__SOURCE INFORMATION__
++++++++++++++++++++
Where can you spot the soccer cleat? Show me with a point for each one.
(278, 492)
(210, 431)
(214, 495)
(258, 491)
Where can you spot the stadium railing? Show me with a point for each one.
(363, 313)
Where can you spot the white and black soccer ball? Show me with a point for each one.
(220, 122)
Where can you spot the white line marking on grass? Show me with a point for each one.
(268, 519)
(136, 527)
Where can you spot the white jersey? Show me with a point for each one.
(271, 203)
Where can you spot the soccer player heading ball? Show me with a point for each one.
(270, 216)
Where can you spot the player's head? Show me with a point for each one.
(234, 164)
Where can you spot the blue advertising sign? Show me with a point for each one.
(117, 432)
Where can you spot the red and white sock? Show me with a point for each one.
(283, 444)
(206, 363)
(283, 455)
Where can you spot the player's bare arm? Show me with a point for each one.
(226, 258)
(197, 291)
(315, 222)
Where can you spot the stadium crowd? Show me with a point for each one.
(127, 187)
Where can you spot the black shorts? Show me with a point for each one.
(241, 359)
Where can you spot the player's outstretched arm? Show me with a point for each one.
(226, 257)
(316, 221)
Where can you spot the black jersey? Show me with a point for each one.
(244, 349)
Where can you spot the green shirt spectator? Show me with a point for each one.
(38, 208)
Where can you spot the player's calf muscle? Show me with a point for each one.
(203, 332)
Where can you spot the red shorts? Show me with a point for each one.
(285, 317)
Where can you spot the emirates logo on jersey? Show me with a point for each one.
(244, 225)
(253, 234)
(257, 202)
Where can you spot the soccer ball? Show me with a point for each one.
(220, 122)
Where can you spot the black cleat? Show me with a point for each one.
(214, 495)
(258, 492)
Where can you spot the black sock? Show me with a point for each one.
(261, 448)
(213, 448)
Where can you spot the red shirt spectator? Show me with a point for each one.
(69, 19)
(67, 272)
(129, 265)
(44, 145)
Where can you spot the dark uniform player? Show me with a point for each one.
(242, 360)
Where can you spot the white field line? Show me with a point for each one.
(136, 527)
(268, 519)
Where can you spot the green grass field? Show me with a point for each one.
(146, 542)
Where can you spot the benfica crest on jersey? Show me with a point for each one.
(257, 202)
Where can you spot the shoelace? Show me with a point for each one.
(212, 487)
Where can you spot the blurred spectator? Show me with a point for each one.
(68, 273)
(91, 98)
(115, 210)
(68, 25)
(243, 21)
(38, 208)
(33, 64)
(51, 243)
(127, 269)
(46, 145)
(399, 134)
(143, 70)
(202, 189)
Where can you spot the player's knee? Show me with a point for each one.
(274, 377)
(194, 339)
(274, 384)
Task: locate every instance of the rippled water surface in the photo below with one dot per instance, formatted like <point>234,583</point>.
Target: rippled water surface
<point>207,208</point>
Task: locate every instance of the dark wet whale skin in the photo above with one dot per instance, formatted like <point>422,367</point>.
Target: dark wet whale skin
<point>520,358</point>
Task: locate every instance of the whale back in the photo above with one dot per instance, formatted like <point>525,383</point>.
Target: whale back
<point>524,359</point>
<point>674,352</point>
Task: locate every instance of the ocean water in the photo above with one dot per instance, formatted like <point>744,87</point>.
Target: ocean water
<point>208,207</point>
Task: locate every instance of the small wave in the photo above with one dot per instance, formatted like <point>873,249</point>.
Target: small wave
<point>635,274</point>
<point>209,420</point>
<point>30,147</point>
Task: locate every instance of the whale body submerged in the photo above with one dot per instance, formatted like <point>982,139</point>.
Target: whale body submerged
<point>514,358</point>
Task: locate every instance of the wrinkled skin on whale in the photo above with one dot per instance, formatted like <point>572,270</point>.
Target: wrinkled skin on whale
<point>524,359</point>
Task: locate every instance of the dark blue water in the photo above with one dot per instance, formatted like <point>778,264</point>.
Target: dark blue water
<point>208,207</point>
++++++++++++++++++++
__WHAT IS NEEDED__
Once the line with "Task: locate every instance of the dark blue" is found, write out that line and every one after it through the last line of the records, exactly and with nothing else.

__WRITTEN RESPONSE__
Task: locate every instance of the dark blue water in the photo above with one dot per instance, formatted like <point>778,264</point>.
Target: dark blue water
<point>208,207</point>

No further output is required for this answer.